TO BE DONE:
Start with the line containing "of the leafy" and write out each line through the end of the listing, exactly as given.

(Stored data)
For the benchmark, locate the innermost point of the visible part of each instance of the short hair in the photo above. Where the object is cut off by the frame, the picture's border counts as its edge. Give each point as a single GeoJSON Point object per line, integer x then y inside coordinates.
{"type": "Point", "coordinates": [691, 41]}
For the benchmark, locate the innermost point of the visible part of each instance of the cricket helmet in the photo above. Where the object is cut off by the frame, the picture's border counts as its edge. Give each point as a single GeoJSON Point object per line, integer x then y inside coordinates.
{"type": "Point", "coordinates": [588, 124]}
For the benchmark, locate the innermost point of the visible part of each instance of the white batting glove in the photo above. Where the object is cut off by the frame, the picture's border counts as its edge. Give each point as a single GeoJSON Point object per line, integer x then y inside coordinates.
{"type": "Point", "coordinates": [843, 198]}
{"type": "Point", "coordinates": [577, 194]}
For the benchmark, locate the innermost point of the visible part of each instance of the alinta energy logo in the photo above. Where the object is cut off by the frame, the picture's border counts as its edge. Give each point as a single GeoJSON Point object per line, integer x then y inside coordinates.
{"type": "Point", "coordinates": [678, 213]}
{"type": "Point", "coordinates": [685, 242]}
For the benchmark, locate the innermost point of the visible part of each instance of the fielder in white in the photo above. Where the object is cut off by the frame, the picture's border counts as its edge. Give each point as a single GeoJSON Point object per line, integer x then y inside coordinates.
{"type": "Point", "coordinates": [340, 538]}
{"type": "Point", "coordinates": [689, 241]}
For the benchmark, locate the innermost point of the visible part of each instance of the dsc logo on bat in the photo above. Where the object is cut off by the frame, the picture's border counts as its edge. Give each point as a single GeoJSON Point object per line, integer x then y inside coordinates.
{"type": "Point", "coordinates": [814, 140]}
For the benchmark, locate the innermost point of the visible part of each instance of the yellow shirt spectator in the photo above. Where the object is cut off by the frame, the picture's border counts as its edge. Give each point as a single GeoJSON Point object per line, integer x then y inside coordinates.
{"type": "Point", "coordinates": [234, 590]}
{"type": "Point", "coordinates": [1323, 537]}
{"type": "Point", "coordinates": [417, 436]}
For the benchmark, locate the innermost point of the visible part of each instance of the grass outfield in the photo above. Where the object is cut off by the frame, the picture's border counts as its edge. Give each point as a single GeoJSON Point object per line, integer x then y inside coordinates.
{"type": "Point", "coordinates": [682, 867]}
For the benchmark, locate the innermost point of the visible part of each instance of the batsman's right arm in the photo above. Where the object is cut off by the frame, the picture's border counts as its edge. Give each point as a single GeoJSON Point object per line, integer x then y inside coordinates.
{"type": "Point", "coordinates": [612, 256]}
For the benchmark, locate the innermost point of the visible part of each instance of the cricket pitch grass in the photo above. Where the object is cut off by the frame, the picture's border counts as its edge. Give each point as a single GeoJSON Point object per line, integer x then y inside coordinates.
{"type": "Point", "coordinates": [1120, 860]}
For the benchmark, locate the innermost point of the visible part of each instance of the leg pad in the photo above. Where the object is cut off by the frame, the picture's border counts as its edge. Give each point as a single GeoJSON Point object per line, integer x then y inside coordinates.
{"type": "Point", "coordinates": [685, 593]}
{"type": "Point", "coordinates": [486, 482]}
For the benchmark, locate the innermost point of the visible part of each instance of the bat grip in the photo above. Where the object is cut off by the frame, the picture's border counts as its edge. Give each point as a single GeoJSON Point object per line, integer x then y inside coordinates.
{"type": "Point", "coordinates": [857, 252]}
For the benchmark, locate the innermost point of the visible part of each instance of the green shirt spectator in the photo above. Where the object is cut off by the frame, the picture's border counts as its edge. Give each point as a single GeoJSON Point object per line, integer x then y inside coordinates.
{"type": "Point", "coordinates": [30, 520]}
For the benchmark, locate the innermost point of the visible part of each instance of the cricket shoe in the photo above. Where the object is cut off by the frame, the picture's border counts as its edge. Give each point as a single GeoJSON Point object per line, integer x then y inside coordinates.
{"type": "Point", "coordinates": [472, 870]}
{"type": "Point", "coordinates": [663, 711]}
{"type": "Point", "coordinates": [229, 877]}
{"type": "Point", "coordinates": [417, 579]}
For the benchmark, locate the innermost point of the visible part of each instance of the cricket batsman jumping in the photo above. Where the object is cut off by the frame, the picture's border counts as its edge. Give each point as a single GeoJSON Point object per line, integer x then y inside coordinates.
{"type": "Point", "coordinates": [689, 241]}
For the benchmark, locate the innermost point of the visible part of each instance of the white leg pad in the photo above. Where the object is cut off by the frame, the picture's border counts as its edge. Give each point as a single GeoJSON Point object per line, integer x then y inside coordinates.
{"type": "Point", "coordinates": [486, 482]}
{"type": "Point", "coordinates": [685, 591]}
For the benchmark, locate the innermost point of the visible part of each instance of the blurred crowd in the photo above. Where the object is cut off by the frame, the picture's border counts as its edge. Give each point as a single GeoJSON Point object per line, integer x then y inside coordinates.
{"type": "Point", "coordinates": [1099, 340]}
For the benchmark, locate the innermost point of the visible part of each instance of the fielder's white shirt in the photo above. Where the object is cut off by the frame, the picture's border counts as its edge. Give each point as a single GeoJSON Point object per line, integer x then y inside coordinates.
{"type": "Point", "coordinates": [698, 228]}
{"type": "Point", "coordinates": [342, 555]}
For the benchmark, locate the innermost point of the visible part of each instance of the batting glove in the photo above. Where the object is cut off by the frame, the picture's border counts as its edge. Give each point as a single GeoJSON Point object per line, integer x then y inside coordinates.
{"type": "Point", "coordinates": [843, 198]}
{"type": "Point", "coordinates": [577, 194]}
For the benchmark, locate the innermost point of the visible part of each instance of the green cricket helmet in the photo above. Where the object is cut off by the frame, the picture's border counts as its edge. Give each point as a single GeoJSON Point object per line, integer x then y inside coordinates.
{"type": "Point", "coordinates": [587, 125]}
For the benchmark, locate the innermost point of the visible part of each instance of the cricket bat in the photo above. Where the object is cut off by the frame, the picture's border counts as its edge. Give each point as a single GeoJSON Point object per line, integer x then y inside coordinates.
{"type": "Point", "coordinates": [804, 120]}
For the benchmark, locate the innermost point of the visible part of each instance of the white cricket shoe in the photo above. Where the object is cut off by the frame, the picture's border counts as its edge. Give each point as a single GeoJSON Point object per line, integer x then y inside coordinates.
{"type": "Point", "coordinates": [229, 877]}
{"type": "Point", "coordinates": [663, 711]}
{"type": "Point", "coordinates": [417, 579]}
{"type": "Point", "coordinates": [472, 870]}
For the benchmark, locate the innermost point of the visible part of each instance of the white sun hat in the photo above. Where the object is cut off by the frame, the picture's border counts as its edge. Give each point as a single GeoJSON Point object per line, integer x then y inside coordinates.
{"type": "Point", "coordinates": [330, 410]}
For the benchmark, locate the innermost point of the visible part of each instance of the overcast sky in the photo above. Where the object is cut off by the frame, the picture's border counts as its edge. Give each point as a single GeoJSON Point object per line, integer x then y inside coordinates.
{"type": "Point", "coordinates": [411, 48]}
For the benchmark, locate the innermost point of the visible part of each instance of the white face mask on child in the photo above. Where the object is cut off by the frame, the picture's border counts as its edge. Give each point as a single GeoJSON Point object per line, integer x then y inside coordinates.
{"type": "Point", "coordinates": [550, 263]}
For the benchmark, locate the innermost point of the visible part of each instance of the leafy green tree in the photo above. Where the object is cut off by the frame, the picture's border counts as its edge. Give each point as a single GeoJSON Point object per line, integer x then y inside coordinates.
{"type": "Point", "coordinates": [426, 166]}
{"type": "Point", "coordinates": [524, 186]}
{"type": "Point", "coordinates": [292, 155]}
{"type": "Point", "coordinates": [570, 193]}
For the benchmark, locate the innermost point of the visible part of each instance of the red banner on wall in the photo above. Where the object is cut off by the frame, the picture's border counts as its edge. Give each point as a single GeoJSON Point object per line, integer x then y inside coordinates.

WORKED ANSWER:
For the benchmark, locate the innermost point of the visible part of each instance of the leafy green tree in the photo above. Where the object is cut off by the frame, the picture's border counts as its edge. Give each point as a single GeoJSON Point object per line, integer x then y inside coordinates.
{"type": "Point", "coordinates": [426, 166]}
{"type": "Point", "coordinates": [524, 186]}
{"type": "Point", "coordinates": [292, 155]}
{"type": "Point", "coordinates": [570, 193]}
For the benchmark, locate the innermost point of the visible part of each instance of the red banner on wall in the photo above. Where the object is cut off by the frame, the picture's border counts as its edge. Give each point as a single GeoJSON Point object per line, integer x then y inside coordinates.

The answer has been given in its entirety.